§ AVAILABLE RECORDS:

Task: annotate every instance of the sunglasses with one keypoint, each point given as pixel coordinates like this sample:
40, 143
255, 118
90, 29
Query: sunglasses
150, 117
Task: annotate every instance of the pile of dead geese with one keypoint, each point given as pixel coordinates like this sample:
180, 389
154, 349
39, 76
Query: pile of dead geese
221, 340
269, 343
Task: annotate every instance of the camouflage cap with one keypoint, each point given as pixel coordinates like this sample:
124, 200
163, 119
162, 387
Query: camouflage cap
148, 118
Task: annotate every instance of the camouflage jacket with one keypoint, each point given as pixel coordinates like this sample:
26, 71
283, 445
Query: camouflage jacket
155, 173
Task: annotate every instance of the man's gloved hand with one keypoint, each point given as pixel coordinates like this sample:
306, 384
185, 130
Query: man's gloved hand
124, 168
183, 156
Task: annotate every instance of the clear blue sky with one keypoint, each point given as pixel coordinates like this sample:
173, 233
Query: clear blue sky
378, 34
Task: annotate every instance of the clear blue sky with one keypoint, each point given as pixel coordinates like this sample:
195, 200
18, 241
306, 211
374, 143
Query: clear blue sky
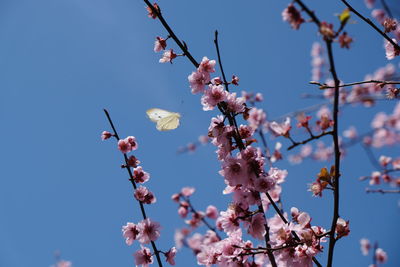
62, 62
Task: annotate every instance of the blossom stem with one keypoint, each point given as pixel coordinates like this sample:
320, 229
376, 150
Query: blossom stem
397, 47
131, 179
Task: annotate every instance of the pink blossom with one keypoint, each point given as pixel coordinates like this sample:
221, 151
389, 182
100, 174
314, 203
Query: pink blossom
187, 191
170, 256
207, 65
143, 195
369, 3
168, 56
160, 44
140, 176
342, 228
257, 226
235, 104
228, 221
391, 51
384, 160
213, 96
198, 80
379, 15
235, 80
143, 257
375, 178
365, 246
256, 118
380, 255
350, 133
264, 183
130, 232
148, 231
124, 146
282, 128
212, 212
106, 135
293, 16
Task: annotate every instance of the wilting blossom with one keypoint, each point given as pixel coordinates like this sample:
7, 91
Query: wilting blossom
293, 16
160, 44
143, 257
365, 246
130, 232
148, 231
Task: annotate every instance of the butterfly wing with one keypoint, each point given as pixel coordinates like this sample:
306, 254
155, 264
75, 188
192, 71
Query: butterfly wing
156, 114
170, 122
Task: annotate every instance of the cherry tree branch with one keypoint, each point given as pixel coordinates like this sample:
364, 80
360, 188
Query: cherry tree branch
325, 86
313, 137
397, 47
131, 179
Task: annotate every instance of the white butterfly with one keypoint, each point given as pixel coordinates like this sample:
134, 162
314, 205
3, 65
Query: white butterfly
166, 120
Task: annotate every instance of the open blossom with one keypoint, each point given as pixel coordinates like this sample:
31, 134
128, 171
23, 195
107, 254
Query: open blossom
148, 231
212, 212
380, 255
391, 51
140, 176
168, 56
342, 228
170, 256
293, 16
257, 226
160, 44
130, 232
282, 128
143, 195
106, 135
235, 104
207, 65
198, 80
213, 96
128, 144
256, 118
365, 246
143, 257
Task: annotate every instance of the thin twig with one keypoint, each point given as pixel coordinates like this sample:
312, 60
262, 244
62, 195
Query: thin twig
323, 86
396, 46
131, 179
313, 137
382, 191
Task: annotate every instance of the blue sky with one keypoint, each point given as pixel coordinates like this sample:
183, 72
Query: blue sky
62, 62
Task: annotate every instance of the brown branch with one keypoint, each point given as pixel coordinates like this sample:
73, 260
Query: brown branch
313, 137
323, 86
396, 46
382, 191
131, 179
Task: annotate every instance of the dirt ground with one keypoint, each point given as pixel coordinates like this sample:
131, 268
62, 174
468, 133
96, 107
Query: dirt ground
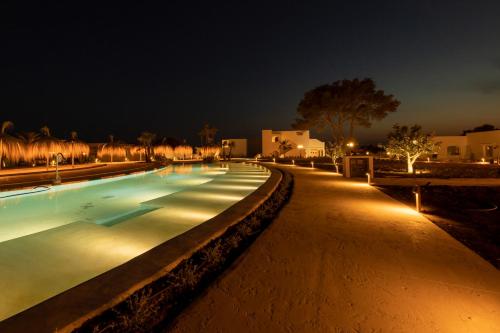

§ EXERCISE OBJECTIVE:
For every line in the data above that holds "dirt", return the line itself.

§ ANSWER SPACE:
Task: annotate every instance of the dirt ground with one keypoint, each point given as pixel coordinates like this sample:
Query: dirt ground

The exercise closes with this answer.